● **Exercise brief**: Pick up the report on the Mount Herzl funeral of Capt. Daniel Peretz below and continue it from its final sentence.

● **Source document**:
------------------------------------------------

Thousands of mourners crammed the narrow pathways between rows of uniform stone graves in the military cemetery on Jerusalem’s Mount Herzl. They had come for the burial, after sunset, of Capt. Daniel Peretz, a tank commander killed in battle Oct. 7, 2023, during the Hamas-led attack that ignited the two-year war in Gaza.
Earlier Wednesday, Guy Iluz, a sound technician who was shot and taken hostage while fleeing a music festival during the October 2023 attack, was laid to rest in his hometown, Ra’anana, in central Israel.
It has been a long goodbye for Peretz’s family.
The soldier, who was 22, was killed defending the border with his crew against waves of gunmen from Gaza. One member of the four-man crew was found dead afterward, but the three others, including Peretz, were gone.
Months later, in March 2024, the Peretz family received notification from the military that Daniel was dead and that his body was in Gaza. The family held a partial funeral for him then, burying his blood-soaked uniform.
On Wednesday night, two days after his remains were returned, Peretz’s journey was finally over.
During the eulogies, the Peretz family was surrounded by the parents of other members of the tank crew and one crew member himself, Matan Angrest.
Angrest survived the battle and two years of captivity in Gaza. He was one of the 20 hostages who returned alive Monday. Visibly weak and pale, he had insisted on leaving the hospital where he has been recuperating to attend the funeral.
“It was important for me to salute and pay final respects to my commander Daniel, of blessed memory, who led our heroic battle on that fateful Saturday,” Angrest said in an emotional eulogy.
But he said “the circle would only be complete” with the return of the remains of the fourth crew member, Itay Chen, so he too could be “laid to rest in Israeli soil, together with all the fallen.”

------------------------------------------------

● **Records supplied**:
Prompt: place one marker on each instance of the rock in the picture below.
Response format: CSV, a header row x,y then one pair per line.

------------------------------------------------

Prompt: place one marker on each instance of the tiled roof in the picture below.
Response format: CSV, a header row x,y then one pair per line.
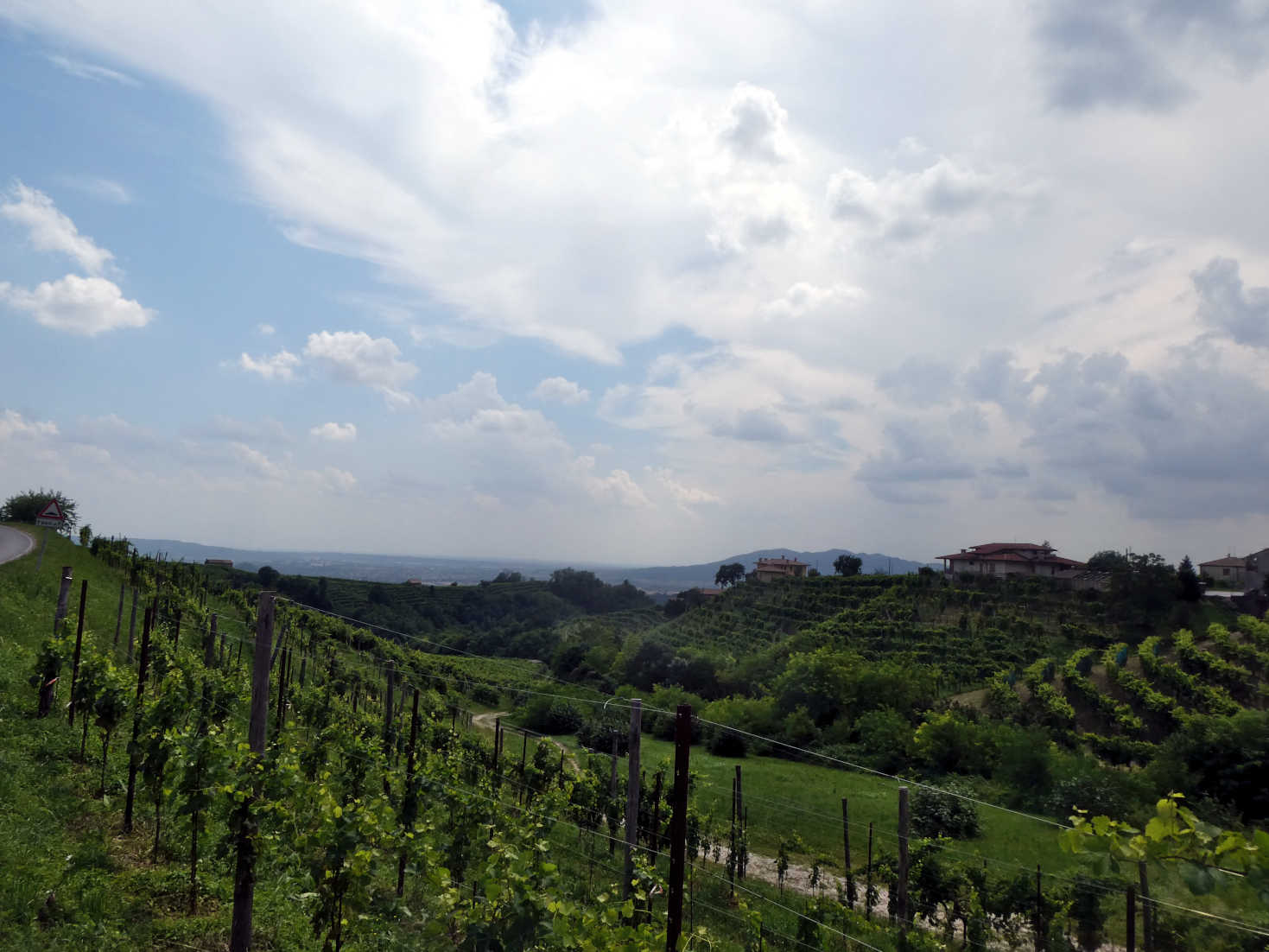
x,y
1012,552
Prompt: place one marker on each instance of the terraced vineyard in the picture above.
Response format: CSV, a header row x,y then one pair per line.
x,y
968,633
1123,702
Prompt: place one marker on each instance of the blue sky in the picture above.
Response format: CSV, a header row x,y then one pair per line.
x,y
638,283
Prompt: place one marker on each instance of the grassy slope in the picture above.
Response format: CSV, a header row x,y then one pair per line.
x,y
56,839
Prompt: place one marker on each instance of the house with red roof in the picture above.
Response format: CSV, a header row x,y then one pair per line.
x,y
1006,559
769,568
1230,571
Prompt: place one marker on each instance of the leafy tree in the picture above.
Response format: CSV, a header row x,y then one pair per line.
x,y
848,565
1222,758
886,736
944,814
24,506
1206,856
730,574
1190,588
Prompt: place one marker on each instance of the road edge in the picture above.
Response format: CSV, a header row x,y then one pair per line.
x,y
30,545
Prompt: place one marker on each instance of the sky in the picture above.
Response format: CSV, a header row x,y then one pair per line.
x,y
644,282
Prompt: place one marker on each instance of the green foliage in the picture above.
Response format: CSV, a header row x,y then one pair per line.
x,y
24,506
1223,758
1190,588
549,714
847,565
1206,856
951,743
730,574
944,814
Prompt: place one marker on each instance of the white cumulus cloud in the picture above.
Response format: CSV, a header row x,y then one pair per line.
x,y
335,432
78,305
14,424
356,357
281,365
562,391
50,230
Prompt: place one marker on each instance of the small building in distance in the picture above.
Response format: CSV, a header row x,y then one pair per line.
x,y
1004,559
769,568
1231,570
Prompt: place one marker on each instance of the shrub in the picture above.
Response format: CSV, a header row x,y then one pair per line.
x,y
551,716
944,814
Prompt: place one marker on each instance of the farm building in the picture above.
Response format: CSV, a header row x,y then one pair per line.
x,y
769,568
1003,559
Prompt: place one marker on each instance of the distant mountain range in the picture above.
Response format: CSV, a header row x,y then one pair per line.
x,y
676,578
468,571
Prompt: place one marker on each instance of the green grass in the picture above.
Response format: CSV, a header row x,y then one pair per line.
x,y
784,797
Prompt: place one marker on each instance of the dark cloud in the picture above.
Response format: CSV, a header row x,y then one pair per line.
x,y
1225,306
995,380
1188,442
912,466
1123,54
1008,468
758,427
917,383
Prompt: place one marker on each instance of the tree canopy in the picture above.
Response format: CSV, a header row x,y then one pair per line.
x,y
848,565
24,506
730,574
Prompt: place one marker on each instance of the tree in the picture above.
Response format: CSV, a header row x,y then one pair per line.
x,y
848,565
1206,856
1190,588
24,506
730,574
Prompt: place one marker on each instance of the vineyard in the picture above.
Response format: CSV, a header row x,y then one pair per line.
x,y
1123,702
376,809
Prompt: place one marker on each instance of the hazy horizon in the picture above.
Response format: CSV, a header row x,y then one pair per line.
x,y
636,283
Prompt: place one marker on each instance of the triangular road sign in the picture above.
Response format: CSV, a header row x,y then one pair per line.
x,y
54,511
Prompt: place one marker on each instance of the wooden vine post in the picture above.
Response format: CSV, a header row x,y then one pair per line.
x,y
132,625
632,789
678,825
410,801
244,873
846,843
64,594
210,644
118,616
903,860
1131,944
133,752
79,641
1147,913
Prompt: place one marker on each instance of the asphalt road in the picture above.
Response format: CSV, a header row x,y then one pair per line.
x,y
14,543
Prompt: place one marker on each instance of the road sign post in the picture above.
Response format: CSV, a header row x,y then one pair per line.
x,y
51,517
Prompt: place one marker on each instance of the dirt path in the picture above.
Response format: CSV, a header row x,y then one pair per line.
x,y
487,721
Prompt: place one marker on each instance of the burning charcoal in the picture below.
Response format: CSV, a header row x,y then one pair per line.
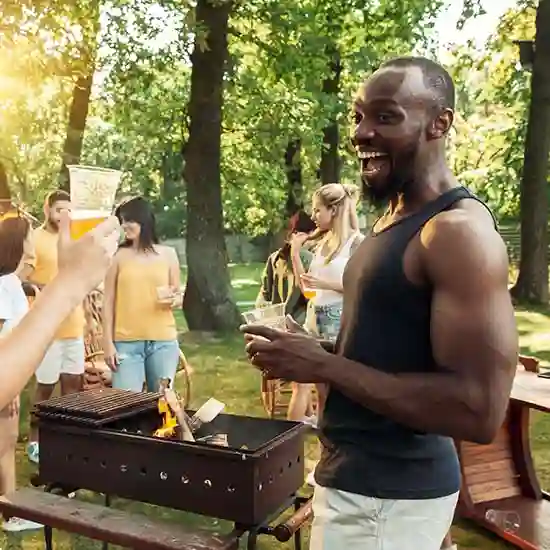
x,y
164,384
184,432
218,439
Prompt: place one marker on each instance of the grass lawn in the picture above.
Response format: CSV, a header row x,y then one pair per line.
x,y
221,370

------------------------------------------------

● **Answer to this task**:
The Peretz family came to Israel from South Africa when Daniel was 13. Peretz’s father, Rabbi Doron Peretz, spoke warmly in his eulogy of the camaraderie that now binds the parents of the tank crew members and many others touched by the assault of October 2023 and by the war. Looking out at the multitude of mourners, he said: “We are not a small country. We are a large family.”
Hamas militants in Gaza have handed over the remains of 10 people since Monday, out of a total of 28 bodies that the Israeli government said were in Gaza when the ceasefire was reached. The identity of one of the bodies that was received is still not clear.
But Hamas’ military wing said Wednesday night that it had handed over all of the remains of hostages that it had been able to recover without additional equipment, potentially putting the ceasefire at risk.
The ceremonies for Iluz, who was 26, began with a procession from a funeral home in Rishon Lezion. About 100 people carrying flags walked through the streets solemnly, in silence, behind a van carrying the coffin until it left town on its way to Ra’anana.
His father, Michel Iluz, eulogized him by the graveside, addressing him as “my Guyshuk.” He described his son being captured by gunmen from Gaza during the Oct. 7 attack. They ordered the young man to turn around and shot him twice in the back, “just for the pleasure of it,” he said,
Guy Iluz was then abducted, wounded but alive, and hospitalized in Gaza. The Israeli military later said he had succumbed to his wounds after not receiving proper medical care there.
One released hostage, Maya Regev, attended the funeral Wednesday and recounted encountering Iluz in the hospital in Gaza. She was with him when he died.
“You suffered a week alone until I arrived,” she wrote a day earlier on social media, after his body had been returned and identified. “We spoke about the most simple and pure things in the darkest and most horrific place that man has known,” she said.
Michel Iluz, thanked Regev and said his son had received a gift by having Regev by his side in his final moments. Now, he said, his son was back in the land he loved.
“Rest,” he told him, “after a journey of two years in worlds unknown to us.”